__Extracted text__
:::
Frankesche Stiftungen zu Halle (Saale), 2002
The Lines in the Spheres
“Up they soar, the planet’s butterflies,
pigments from the earth’s warm body,
cinnabar, ochre, phosphor yellow, gold
a swarm of basic elements aloft.”
Inger Christensen, Butterfly Valley — A Requiem1
“Drawing is another kind of language.”2 Drawing, sketching seismographic with the movement of the hand’s inner or outer rhythms and undulations is, to a certain extent, also hermetic writing. The notation of a condition or an emotion, an observation — or the projection of an idea onto the white surface of the paper. Visualised thinking.
Using coloured pencils, Jörg Ahrnt fashions small spheres with a spiral-like movement that converge into links of various sizes and structures through an almost organic process. As three-dimensional as these strings of beads appear to be in their precise and clear delineation, formed one after the other with multiple layers of seemingly uninterrupted threads of colour, the closer one approaches them the more textile and woven they become. They increasingly recede into the flat surface. They evolve from three-dimensional forms to lines. They move from the distinct to the diffuse, from the recognition of boundaries to the merging of figure and background.
:::
__Listed records__
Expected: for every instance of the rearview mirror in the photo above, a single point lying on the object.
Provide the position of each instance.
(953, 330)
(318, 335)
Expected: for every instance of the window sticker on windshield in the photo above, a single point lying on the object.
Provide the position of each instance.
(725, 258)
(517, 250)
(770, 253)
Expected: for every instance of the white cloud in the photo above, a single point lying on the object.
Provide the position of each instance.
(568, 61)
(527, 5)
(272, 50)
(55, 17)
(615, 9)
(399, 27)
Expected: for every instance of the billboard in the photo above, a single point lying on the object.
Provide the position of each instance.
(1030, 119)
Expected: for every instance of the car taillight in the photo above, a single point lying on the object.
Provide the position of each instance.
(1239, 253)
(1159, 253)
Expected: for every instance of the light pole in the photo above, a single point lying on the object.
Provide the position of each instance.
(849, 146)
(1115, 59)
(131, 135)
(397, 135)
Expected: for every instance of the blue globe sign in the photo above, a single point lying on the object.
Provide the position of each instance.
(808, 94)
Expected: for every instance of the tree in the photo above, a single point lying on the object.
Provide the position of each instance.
:::
__Questions to answer__
• A. In the text on Jörg Ahrnt's drawings, who wrote the verse quoted near the top?
• B. From the text on Jörg Ahrnt's drawings, print the part that opens with the words containing "Inger Christensen, Butterfly" and closes with "paper. Visualised thinking.".

__Completed exercise__
• A. Inger Christensen

• B.
Inger Christensen, Butterfly Valley — A Requiem1
“Drawing is another kind of language.”2 Drawing, sketching seismographic with the movement of the hand’s inner or outer rhythms and undulations is, to a certain extent, also hermetic writing. The notation of a condition or an emotion, an observation — or the projection of an idea onto the white surface of the paper. Visualised thinking.